§ **Point annotation dataset entries**
——————————

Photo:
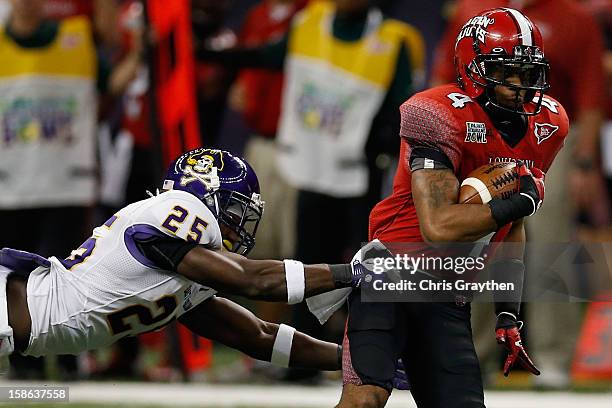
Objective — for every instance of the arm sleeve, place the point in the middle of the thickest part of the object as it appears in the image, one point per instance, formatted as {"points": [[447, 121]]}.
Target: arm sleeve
{"points": [[427, 124]]}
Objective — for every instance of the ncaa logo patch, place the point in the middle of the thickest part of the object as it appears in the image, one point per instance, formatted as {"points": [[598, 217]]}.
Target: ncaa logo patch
{"points": [[544, 131], [476, 132]]}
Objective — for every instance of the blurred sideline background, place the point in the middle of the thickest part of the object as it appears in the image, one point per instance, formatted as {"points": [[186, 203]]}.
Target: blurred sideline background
{"points": [[160, 89]]}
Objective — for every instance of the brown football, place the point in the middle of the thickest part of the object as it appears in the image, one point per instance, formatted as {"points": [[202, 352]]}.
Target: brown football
{"points": [[499, 180]]}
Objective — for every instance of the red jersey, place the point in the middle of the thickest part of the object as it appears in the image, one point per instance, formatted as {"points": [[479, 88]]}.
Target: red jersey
{"points": [[573, 45], [446, 119]]}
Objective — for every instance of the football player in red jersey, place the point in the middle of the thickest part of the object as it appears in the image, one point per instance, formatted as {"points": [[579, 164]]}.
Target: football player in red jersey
{"points": [[496, 112]]}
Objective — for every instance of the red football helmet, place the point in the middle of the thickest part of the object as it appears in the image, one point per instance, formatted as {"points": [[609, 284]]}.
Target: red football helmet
{"points": [[496, 44]]}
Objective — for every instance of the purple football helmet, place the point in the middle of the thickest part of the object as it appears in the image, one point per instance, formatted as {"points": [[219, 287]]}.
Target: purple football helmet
{"points": [[228, 186]]}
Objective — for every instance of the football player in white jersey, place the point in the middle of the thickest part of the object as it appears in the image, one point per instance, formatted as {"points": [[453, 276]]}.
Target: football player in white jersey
{"points": [[165, 258]]}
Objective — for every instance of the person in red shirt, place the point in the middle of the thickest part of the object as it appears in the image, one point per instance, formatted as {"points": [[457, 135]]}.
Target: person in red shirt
{"points": [[496, 112], [574, 47]]}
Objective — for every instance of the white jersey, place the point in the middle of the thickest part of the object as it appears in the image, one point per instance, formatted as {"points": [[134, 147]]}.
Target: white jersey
{"points": [[107, 289]]}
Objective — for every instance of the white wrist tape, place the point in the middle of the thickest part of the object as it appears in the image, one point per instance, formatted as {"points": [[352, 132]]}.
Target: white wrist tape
{"points": [[296, 283], [281, 351]]}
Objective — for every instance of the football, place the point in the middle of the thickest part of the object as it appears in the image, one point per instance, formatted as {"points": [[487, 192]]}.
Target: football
{"points": [[499, 180]]}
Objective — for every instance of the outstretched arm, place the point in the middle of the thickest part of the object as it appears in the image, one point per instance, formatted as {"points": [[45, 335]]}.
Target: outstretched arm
{"points": [[224, 321]]}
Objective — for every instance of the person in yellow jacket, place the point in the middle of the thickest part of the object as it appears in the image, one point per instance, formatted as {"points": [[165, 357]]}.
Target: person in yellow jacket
{"points": [[49, 82]]}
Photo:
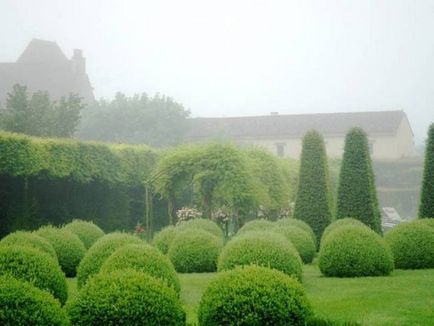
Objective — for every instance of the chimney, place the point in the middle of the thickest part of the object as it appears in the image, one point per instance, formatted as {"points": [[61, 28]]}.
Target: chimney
{"points": [[78, 63]]}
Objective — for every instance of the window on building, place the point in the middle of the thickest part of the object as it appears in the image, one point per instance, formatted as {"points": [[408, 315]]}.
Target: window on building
{"points": [[280, 148]]}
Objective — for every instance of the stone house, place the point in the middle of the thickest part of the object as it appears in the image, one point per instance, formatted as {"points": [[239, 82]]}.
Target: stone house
{"points": [[44, 67], [390, 134]]}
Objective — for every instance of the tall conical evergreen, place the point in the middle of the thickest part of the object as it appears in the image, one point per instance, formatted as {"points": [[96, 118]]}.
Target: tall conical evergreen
{"points": [[426, 208], [357, 196], [313, 201]]}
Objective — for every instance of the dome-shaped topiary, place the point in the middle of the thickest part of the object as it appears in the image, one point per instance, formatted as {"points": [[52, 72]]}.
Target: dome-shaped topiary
{"points": [[264, 249], [99, 252], [143, 258], [164, 238], [256, 225], [23, 304], [254, 295], [427, 221], [28, 239], [351, 251], [195, 251], [88, 232], [412, 245], [298, 223], [126, 297], [301, 240], [339, 223], [202, 224], [68, 246], [34, 266]]}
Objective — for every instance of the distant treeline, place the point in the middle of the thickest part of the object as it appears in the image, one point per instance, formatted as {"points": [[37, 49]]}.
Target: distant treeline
{"points": [[140, 119]]}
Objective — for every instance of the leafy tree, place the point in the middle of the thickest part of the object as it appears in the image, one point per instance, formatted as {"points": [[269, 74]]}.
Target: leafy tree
{"points": [[156, 121], [357, 196], [38, 115], [426, 208], [313, 201]]}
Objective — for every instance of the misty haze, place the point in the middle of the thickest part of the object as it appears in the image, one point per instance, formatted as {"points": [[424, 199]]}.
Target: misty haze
{"points": [[216, 163]]}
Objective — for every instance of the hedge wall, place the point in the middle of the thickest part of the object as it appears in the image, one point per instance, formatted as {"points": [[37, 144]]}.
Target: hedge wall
{"points": [[55, 180]]}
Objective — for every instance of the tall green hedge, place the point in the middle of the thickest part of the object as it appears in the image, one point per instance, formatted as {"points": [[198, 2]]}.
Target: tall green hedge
{"points": [[55, 180], [426, 208], [313, 201], [357, 196], [81, 161]]}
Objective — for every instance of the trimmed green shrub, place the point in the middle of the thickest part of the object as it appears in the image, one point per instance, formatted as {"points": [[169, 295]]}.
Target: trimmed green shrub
{"points": [[357, 196], [195, 251], [301, 240], [339, 223], [99, 252], [143, 258], [412, 245], [313, 200], [426, 207], [256, 225], [23, 304], [88, 232], [164, 238], [254, 295], [34, 266], [126, 297], [203, 224], [351, 251], [28, 239], [68, 246], [267, 249], [427, 221], [298, 223]]}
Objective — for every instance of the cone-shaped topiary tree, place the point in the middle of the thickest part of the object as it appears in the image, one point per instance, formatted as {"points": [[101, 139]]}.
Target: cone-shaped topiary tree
{"points": [[313, 201], [357, 196], [426, 208]]}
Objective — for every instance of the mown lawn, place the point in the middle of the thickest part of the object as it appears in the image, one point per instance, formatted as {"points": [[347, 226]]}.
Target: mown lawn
{"points": [[404, 298]]}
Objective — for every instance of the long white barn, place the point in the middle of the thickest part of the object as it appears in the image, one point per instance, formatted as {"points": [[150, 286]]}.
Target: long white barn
{"points": [[390, 134]]}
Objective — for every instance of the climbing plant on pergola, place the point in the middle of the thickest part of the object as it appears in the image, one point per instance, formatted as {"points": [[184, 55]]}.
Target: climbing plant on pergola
{"points": [[218, 174]]}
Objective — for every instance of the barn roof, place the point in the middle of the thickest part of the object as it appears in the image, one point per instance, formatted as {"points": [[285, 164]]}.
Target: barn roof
{"points": [[295, 126]]}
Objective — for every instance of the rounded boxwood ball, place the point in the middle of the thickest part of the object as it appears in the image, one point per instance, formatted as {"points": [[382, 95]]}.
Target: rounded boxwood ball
{"points": [[298, 223], [203, 224], [144, 258], [28, 239], [99, 252], [427, 221], [126, 297], [23, 304], [36, 267], [256, 225], [253, 295], [68, 246], [338, 223], [195, 251], [164, 238], [301, 240], [412, 245], [267, 249], [351, 251], [87, 231]]}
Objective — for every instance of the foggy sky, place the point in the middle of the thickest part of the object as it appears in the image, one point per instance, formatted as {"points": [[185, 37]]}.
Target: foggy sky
{"points": [[233, 58]]}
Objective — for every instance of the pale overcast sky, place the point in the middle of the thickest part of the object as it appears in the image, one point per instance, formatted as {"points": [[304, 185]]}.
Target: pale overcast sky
{"points": [[232, 58]]}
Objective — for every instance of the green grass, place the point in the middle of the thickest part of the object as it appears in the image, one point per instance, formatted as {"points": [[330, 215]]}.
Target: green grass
{"points": [[404, 298]]}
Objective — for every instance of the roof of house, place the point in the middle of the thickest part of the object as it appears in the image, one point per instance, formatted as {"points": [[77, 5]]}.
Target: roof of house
{"points": [[43, 66], [42, 52], [295, 126]]}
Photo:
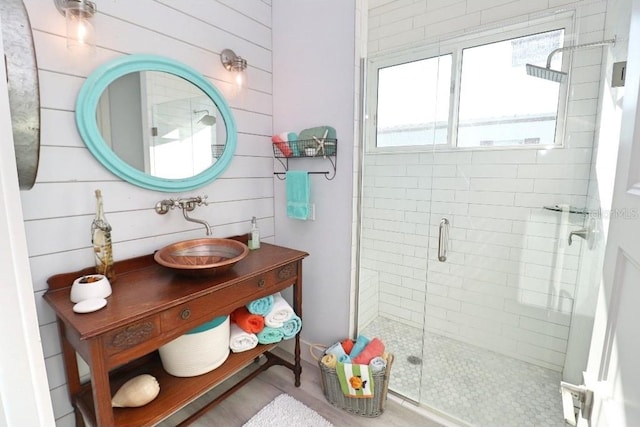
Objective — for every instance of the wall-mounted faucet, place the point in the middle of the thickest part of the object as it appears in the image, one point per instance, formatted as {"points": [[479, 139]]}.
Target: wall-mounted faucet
{"points": [[187, 205], [588, 233]]}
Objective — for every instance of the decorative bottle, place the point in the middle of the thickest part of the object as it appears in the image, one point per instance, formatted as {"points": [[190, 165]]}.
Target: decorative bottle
{"points": [[254, 235], [101, 241]]}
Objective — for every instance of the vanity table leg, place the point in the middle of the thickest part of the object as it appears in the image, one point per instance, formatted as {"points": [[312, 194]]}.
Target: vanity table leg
{"points": [[71, 370], [297, 308], [100, 385]]}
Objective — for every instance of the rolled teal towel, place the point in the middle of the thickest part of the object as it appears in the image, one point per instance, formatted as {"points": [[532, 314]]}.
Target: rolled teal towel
{"points": [[378, 364], [361, 343], [298, 189], [261, 306], [291, 327], [338, 351], [270, 335]]}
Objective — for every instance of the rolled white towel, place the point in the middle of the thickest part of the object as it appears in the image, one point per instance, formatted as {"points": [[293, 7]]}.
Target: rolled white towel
{"points": [[240, 340], [280, 312]]}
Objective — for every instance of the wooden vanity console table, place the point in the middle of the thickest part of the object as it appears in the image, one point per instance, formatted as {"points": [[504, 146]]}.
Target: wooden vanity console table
{"points": [[150, 306]]}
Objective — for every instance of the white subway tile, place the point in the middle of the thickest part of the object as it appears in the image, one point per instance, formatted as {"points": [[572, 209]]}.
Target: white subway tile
{"points": [[561, 186], [494, 157], [459, 183], [535, 312], [474, 309], [445, 171], [579, 171], [536, 339], [449, 304], [498, 212], [579, 139], [544, 301], [496, 303], [502, 184], [488, 171], [536, 352], [545, 327]]}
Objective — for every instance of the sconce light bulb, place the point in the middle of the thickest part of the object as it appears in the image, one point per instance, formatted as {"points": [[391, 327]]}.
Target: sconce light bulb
{"points": [[80, 31], [240, 80]]}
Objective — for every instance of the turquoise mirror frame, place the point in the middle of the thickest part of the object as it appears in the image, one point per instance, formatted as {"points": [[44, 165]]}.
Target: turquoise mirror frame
{"points": [[87, 103]]}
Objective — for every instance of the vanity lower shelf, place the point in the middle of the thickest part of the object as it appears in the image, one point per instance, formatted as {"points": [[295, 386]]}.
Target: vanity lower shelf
{"points": [[173, 395], [121, 340]]}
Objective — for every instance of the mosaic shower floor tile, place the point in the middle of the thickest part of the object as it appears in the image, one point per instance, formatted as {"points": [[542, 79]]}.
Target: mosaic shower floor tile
{"points": [[473, 384]]}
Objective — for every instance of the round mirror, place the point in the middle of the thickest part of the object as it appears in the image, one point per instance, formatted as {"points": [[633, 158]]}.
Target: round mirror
{"points": [[156, 123]]}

——————————

§ **Do this**
Copy the stretch of entries from the line containing "Objective — for every instance of the white subway" through the line containing "Target: white subway tile", swapping "white subway tile" for "glossy wall tile" and changing nothing else.

§ **Answer for this exercise**
Objective — for every instance of the glossy wall tile, place the point in the middle of the thickest part of the object as it appears in the image, one point per instance, formatted as {"points": [[572, 209]]}.
Target: glossy wall tile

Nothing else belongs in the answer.